[Selected extract]:
Photo of Tamsin De La Harpe

Written by Tamsin De La Harpe

Toy Goldendoodle

The adorable little teddy dogs, Toy Goldendoodles (also called Toy Groodles), are gaining popularity, and rightly so. They come from mixing the happy-go-lucky Golden Retriever and the super intelligent miniature and Toy Poodle. The result is a mix of pure curly charm and a small-bodied package to go with it. 

However, if you want to be specific, most toy Goldendoodles are really backcrossed with Toy Poodles to make an even smaller pocket-sized pup that benefits from a secure fitting harness for walks rather than a collar, as they have very delicate throats. 

These canines are the quintessential companion dog; the good news is that they may not even trigger your allergies. However, before you can google “Toy Goldendoodle Puppies for sale,” it’s essential to research the breed to know what to expect. So we consulted The Goldendoodle Handbook: The Essential Guide For New & Prospective Goldendoodle Owners for a complete guide.

Toy Goldendoodles are tiny dogs that usually come from mixing a first-generation, F1 mini Goldendoodle and a toy Poodle making most Toy Goldendoodles F1b Goldendoodles. This means they are backcrossed with a smaller poodle to make them both more petite and more hypoallergenic than the typical Miniature Goldendoodle. 

The result is a mini dog that looks and behaves more like a Poodle because this parent makes up 75% of the ancestry. Don’t worry; we will explain terms like F1 vs. F2 vs. F1b Goldendoodles below.

These dogs are much smaller than standard Goldendoodles but slightly bigger than Teacup Goldendoodles. They grow up to 16 inches at the withers and mostly have the tight-curled coats of Poodles. They are as friendly as their Golden grandparents and energetic as the Poodle.

Where Did Toy Groodles Come From? History and Origins 

Where Did Toy Groodles Come From? History and Origins 

You can trace Toy Groodles to the Doodle trend in the 1990s. It all began when a breeding manager for the Royal Guide Dog Association of Australia, Wally Canron, mixed a Poodle and a Labrador. The resulting Labradoodle sparked the “Doodle” craze that followed, referring to Poodle mixes. 

Since then, we’ve seen several Droodles like Dalmadoodles, Cavapoos, Mini Sheepadoodles, and many others. The hypoallergenic Poodle coat and their wonderfully intuitive natures were the main driving force behind these doodle mixes. 

Both parent breeds have similar original purposes in assisting hunters in retrieving game birds. However, the Poodle is much older and believed to have been bred in Germany in the 15th century. The Golden Retriever is younger, created in Scotland in 1868 by Sir Dudley Marjoribanks.

[What to work on]:
1. Answer these questions using the Toy Goldendoodle article.
(a) Who mixed a Poodle and a Labrador to produce the Labradoodle?
(b) How tall at the withers do Toy Goldendoodles grow?
(c) Where and in what year was the Golden Retriever created?
2. Update the passage of the Toy Goldendoodle article starting with "These canines are" and going on through "F1b Goldendoodles below.", replacing "companion dog" with "lap dog".

Items from a data source
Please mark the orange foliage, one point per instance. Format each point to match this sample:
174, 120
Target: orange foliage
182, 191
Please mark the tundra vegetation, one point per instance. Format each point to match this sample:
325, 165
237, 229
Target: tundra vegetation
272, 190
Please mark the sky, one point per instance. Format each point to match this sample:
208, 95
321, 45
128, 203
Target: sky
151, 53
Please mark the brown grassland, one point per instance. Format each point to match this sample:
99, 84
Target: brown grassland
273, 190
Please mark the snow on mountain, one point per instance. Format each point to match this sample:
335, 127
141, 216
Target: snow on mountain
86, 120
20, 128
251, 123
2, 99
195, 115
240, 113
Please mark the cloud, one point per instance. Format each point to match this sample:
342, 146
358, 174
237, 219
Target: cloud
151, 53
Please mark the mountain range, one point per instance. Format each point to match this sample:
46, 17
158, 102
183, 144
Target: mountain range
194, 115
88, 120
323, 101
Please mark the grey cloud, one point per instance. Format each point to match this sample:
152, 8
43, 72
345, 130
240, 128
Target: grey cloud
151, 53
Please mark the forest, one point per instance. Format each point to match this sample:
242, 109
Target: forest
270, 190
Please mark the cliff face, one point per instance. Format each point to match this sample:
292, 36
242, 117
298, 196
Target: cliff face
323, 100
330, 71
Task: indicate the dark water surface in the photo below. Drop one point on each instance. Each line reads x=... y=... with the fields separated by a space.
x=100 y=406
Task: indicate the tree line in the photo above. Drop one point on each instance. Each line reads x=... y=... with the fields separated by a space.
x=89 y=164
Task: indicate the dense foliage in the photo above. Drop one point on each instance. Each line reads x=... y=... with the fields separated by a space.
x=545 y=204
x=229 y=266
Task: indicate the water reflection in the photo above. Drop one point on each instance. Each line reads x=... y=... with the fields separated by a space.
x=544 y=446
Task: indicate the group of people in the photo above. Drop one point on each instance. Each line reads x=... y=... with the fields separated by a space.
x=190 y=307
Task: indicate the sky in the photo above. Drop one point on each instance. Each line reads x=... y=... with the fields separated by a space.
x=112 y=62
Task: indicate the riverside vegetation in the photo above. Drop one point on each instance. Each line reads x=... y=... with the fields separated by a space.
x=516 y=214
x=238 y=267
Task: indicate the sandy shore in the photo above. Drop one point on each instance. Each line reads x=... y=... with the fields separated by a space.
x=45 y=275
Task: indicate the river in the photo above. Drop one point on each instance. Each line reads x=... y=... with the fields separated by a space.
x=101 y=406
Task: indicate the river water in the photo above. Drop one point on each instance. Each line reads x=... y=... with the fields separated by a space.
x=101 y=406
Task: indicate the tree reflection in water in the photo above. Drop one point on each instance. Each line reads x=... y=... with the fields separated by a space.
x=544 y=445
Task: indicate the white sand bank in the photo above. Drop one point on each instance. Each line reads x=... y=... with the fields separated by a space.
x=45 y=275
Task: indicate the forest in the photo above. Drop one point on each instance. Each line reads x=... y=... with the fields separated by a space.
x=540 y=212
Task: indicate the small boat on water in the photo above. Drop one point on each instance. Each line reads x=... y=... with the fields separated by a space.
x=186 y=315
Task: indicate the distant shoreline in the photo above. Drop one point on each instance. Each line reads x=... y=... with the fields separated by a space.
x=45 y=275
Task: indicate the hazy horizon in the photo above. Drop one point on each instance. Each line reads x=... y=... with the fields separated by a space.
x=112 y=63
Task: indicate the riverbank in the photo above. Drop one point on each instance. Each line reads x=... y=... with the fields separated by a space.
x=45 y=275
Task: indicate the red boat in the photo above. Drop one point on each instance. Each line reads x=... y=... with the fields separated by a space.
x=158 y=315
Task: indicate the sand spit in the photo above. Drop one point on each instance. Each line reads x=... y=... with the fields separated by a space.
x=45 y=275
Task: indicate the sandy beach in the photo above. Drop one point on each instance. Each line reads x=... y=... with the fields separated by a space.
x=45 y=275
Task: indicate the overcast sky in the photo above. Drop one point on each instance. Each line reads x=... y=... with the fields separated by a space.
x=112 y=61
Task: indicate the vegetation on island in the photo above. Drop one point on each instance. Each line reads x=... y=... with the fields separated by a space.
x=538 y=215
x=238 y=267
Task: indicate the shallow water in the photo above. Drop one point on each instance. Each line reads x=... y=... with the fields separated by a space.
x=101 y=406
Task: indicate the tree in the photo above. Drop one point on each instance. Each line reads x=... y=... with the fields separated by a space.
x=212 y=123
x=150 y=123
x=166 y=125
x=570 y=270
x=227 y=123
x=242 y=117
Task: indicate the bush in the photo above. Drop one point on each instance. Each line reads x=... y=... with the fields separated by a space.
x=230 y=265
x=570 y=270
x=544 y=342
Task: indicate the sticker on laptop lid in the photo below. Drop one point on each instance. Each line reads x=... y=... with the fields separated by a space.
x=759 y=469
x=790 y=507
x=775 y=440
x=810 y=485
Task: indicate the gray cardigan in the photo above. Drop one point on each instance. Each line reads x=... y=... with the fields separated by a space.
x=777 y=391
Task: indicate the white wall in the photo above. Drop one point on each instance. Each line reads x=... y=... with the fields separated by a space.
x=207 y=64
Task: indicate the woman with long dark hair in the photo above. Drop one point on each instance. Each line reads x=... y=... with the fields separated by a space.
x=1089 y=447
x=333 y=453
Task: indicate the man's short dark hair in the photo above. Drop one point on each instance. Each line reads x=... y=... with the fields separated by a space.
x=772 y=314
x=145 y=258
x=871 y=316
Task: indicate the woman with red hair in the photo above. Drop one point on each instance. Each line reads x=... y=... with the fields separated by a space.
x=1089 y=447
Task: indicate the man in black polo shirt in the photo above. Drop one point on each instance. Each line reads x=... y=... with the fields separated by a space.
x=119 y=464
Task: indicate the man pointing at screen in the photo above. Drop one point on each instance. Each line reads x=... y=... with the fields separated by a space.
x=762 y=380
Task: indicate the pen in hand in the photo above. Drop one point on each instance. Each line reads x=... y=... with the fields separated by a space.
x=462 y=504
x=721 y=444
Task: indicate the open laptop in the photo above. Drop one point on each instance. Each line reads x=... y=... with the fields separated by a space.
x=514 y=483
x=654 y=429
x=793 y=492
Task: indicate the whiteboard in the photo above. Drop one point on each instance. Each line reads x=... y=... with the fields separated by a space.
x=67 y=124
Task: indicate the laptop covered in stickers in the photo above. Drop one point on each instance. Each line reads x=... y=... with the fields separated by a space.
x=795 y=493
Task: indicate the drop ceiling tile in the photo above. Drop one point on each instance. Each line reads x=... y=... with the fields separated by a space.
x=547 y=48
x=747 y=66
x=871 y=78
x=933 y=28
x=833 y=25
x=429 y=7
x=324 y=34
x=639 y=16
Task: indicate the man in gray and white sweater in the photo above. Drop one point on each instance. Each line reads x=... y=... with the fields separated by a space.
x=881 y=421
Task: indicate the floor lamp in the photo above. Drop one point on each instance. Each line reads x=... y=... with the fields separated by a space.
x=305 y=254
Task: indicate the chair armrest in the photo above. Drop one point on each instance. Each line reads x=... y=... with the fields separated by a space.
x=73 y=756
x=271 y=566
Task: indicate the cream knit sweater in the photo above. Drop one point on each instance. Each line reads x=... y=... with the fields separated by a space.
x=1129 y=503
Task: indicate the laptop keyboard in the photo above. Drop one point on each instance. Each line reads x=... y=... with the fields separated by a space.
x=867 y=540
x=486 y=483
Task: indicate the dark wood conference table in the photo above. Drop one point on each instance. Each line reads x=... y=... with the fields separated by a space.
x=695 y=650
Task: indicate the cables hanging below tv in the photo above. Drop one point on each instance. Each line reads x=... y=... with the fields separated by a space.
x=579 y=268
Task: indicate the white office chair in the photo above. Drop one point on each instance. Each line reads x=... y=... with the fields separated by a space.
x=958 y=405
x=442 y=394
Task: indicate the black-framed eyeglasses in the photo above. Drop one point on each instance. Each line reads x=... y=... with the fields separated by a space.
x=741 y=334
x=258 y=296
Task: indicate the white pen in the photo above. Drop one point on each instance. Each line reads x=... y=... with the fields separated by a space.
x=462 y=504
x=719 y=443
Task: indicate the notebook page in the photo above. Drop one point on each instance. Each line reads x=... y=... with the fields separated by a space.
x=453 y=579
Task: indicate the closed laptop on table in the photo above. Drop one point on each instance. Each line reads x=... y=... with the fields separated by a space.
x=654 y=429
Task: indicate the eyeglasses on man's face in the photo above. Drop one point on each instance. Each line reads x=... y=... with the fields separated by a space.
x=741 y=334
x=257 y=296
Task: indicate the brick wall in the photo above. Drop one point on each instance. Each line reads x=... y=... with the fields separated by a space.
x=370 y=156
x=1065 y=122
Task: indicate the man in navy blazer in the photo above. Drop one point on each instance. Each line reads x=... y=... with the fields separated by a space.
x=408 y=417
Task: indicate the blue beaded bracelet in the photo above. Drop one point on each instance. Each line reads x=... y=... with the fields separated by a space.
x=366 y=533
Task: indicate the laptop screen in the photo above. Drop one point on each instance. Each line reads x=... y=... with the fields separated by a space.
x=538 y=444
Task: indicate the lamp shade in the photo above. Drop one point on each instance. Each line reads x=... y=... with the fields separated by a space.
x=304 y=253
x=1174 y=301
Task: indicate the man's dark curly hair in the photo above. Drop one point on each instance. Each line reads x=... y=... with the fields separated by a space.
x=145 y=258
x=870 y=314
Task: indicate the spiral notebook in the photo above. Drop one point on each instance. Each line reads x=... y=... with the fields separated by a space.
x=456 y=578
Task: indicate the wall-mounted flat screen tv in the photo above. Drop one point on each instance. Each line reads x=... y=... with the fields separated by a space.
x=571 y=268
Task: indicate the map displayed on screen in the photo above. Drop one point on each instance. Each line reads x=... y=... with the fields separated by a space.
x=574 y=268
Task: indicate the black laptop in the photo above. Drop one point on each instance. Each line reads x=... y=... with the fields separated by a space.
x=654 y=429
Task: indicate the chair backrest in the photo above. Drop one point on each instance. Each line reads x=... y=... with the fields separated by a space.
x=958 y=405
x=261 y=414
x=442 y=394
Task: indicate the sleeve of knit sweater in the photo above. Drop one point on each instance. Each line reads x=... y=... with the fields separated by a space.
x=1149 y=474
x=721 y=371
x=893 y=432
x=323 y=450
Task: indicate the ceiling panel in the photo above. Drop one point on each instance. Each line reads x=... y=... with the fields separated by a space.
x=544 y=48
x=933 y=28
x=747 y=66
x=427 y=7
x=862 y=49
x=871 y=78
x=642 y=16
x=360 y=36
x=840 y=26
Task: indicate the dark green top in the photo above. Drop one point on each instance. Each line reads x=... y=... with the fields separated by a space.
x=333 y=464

[Solutions to each task]:
1.
(a) Wally Canron, a breeding manager for the Royal Guide Dog Association of Australia
(b) Up to 16 inches
(c) In Scotland, in 1868

2.
These canines are the quintessential lap dog; the good news is that they may not even trigger your allergies. However, before you can google “Toy Goldendoodle Puppies for sale,” it’s essential to research the breed to know what to expect. So we consulted The Goldendoodle Handbook: The Essential Guide For New & Prospective Goldendoodle Owners for a complete guide.

Toy Goldendoodles are tiny dogs that usually come from mixing a first-generation, F1 mini Goldendoodle and a toy Poodle making most Toy Goldendoodles F1b Goldendoodles. This means they are backcrossed with a smaller poodle to make them both more petite and more hypoallergenic than the typical Miniature Goldendoodle. 

The result is a mini dog that looks and behaves more like a Poodle because this parent makes up 75% of the ancestry. Don’t worry; we will explain terms like F1 vs. F2 vs. F1b Goldendoodles below.